To be done:
The entries that follow should be written out exactly.

Provided data:
· · ·

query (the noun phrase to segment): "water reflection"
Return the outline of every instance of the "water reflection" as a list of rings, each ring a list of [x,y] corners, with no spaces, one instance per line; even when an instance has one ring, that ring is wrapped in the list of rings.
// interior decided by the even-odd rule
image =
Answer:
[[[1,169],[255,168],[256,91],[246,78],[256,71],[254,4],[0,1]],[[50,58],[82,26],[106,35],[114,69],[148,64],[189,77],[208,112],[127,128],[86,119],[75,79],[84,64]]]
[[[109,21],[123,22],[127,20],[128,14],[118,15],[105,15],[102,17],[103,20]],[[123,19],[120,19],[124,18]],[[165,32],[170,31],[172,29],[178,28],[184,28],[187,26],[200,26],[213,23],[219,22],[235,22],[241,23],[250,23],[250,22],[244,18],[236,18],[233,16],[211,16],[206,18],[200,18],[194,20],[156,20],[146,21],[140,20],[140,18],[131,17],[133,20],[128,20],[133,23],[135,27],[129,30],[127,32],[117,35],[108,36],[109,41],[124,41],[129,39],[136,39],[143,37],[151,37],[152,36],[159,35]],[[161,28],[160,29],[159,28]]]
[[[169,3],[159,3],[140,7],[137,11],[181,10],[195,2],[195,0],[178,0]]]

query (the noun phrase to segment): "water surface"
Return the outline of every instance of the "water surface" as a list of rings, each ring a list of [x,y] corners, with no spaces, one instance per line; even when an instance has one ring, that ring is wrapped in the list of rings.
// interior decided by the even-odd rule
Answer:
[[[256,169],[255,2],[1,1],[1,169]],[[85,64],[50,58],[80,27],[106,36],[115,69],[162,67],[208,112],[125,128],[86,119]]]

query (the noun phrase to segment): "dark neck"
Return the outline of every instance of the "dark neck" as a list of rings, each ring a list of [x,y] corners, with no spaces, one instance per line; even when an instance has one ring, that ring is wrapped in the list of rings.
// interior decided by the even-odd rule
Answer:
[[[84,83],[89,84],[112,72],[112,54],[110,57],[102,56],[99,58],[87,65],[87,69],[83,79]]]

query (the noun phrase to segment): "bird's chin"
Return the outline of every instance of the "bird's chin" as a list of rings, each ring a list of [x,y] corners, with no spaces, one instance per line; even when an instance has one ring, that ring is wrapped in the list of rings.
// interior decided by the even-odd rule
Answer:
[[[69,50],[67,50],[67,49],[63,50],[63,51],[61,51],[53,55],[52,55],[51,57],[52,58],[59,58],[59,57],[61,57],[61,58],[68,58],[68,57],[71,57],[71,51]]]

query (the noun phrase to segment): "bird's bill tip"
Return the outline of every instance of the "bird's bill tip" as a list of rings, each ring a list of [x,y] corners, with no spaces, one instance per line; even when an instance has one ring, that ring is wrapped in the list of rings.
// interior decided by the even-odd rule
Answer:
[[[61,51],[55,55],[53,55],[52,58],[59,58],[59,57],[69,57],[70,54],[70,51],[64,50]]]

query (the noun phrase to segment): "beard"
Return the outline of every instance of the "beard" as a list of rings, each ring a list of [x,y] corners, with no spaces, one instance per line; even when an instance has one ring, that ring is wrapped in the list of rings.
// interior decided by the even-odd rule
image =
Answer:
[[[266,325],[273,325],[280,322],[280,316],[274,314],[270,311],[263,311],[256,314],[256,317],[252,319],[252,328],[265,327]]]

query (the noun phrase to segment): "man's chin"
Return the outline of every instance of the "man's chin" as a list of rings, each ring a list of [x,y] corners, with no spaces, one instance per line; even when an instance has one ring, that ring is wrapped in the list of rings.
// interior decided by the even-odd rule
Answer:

· · ·

Answer to the task:
query (the noun phrase to segment): "water reflection"
Return the outline of every instance of the "water reflection" as a list of rings, each ring a list of [x,y] corners, with no spaces, one instance per line; even when an instance has one ring, that ring is wrapped in the list of rings.
// interior decided by the even-odd rule
image =
Answer:
[[[1,169],[255,168],[256,91],[246,78],[256,71],[254,4],[0,1]],[[50,58],[82,26],[106,35],[114,69],[148,64],[189,77],[208,112],[127,128],[86,119],[75,79],[84,64]]]
[[[109,21],[123,22],[127,20],[128,14],[118,15],[105,15],[102,17],[103,20]],[[123,19],[120,19],[124,18]],[[165,32],[170,31],[172,29],[178,28],[184,28],[187,26],[200,26],[213,23],[219,22],[235,22],[241,23],[250,23],[250,22],[244,18],[236,18],[233,16],[211,16],[206,18],[200,18],[194,20],[156,20],[146,21],[140,20],[140,18],[131,17],[133,20],[128,20],[133,23],[135,27],[129,30],[127,32],[117,35],[108,36],[109,41],[124,41],[129,39],[136,39],[143,37],[151,37],[152,36],[159,35]],[[161,28],[160,29],[159,28]]]
[[[169,3],[159,3],[140,7],[137,11],[181,10],[195,2],[195,0],[178,0]]]

query (the noun phrase to segment): "water surface"
Return the outline of every instance of the "water surface" as a list of rings, each ring a list of [x,y] corners, with no spaces, one instance per line; even when an instance has one ring, that ring is wrapped in the list of rings.
// interior decided by the even-odd rule
Answer:
[[[256,169],[255,2],[1,1],[1,169]],[[85,64],[50,58],[80,27],[106,36],[115,69],[162,67],[208,112],[125,128],[86,119]]]

query (the noun phrase to segment): "dark neck"
Return the outline of every instance of the "dark neck" as a list of rings, each ring a list of [x,y] corners, with no spaces, one instance per line; even when an instance has one ring, that ring is wrapped in the list of rings.
// interior decided by the even-odd rule
Answer:
[[[84,83],[89,84],[112,72],[112,54],[110,57],[102,56],[99,58],[87,65],[87,69],[83,79]]]

query (the noun phrase to segment): "bird's chin"
Return the outline of every instance of the "bird's chin" as a list of rings, each ring a list of [x,y] corners, with no spaces, one instance per line; even when an instance has one ring, that ring is wrapped in the list of rings.
// interior decided by the even-odd rule
Answer:
[[[69,50],[67,50],[67,49],[63,50],[63,51],[61,51],[53,55],[52,55],[51,57],[52,58],[59,58],[59,57],[61,57],[61,58],[68,58],[68,57],[71,57],[71,51]]]

query (the noun phrase to segment): "bird's bill tip"
Return the outline of every instance of the "bird's bill tip" as a list of rings, each ring a list of [x,y] corners, with no spaces, one instance per line; even when an instance has one ring, that ring is wrapped in the list of rings.
// interior decided by the even-odd rule
Answer:
[[[61,51],[55,55],[53,55],[52,58],[59,58],[59,57],[69,57],[70,54],[70,51],[64,50]]]

query (the noun phrase to segment): "beard"
Return the outline of every instance of the "beard" as a list of rings, each ring a list of [x,y] corners, with no spaces, one instance per line; even when an instance has one ring, that ring is wrapped in the list of rings.
// interior decided by the even-odd rule
image =
Answer:
[[[266,325],[273,325],[280,322],[280,316],[274,314],[270,311],[263,311],[256,314],[256,317],[252,319],[252,328],[265,327]]]

query (the noun phrase to segment): "man's chin"
Return the outline of every instance of the "man's chin" as a list of rings, each ring a list of [x,y] corners, with no spaces, one instance per line; even when an instance has one ring, that ring is wrapped in the list of rings.
// interior decided by the even-odd rule
Answer:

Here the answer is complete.